Rewrite the rows below with every "pick out" changed to "locate" and everything else the same. Leave the pictures out of your version.
>> begin
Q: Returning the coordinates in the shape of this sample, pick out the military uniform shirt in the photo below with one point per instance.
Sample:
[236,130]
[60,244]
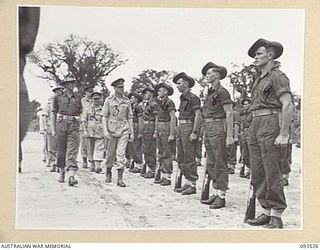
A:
[137,112]
[267,90]
[150,110]
[93,116]
[166,106]
[213,104]
[117,112]
[189,103]
[67,106]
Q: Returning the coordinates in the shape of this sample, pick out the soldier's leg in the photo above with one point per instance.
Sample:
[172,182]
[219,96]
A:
[110,156]
[73,143]
[98,154]
[83,149]
[90,152]
[61,149]
[271,158]
[190,167]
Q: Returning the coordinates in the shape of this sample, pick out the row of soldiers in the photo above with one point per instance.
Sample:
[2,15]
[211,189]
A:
[125,124]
>> end
> [Result of the exercise]:
Q: Returning the coordinates in the shape of this sample, locate the military uniform shirt in the photo below with one point per instance.
Sample:
[236,130]
[60,244]
A:
[137,112]
[267,90]
[150,110]
[93,116]
[166,106]
[213,104]
[117,112]
[189,103]
[67,106]
Q: Returning the coordinates in the shape of this sample, locate the soldier's leg in the photo above with one point per instance.
Sample:
[172,182]
[219,96]
A:
[110,156]
[73,143]
[98,154]
[83,149]
[90,152]
[61,149]
[271,158]
[190,167]
Q: Returning the coordinates in the shape of this sample, locate the row of soldiers in the photo above with one point per instance.
Sample:
[2,15]
[211,189]
A:
[125,124]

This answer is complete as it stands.